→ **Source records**
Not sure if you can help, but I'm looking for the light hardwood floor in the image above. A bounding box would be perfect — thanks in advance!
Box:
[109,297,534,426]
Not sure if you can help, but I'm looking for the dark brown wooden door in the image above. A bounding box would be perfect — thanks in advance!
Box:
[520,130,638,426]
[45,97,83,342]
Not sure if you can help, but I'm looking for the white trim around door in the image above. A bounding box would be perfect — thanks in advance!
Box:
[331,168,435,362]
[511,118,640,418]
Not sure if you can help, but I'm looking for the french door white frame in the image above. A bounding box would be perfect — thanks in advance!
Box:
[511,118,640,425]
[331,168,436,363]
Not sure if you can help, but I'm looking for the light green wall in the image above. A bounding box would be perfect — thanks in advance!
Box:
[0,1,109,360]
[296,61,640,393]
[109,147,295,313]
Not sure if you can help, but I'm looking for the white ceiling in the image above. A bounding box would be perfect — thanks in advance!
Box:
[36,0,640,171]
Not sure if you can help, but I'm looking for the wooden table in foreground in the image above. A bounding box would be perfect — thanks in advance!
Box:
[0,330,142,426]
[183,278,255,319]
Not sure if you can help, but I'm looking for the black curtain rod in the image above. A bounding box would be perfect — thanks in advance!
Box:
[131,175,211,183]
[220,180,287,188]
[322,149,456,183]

* * *

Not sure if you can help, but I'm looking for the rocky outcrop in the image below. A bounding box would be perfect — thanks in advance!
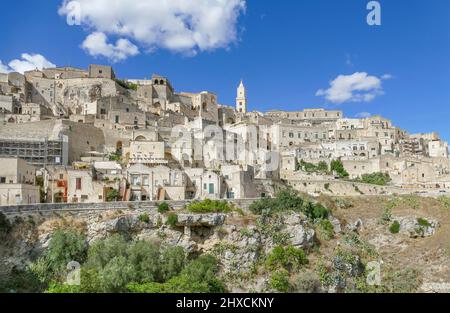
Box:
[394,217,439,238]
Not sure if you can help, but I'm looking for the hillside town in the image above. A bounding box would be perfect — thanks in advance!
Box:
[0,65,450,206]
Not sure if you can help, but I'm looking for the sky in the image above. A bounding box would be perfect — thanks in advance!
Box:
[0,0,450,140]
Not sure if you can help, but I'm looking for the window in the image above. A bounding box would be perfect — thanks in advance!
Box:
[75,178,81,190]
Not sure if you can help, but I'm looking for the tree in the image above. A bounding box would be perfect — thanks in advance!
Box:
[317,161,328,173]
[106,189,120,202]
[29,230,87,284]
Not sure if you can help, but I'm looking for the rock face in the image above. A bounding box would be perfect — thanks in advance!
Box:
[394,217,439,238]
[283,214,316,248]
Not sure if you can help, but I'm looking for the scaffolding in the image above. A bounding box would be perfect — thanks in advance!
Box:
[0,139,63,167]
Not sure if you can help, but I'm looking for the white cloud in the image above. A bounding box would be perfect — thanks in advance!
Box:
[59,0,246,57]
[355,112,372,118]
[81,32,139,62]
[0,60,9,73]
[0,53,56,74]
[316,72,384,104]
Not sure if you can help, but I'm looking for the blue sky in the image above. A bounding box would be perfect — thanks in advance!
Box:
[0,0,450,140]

→ **STATED PROBLEM**
Please write out everything from the line containing "the white ceiling" down to the line containing "[322,149,456,183]" again, keeping the wording of every line unchanged and shifting each bounding box coordinate up by 60.

→ **RESULT OF THIS TASK**
Not sure if you can help, but I'm looking for the white ceiling in the image above. A bounding box would be perfect — thanks in advance!
Box:
[96,60,700,231]
Not sure if you can help, but I'm looking for the wooden table in foreground in the image above. A bounding box would be perfect — thanks in advance!
Box:
[60,390,202,486]
[243,338,315,379]
Not sure if you can help, but I'm looking for the black curtain rod in the image above. A bounding box would be perfect — thanks in advance!
Box:
[191,235,271,243]
[280,240,347,248]
[382,209,516,243]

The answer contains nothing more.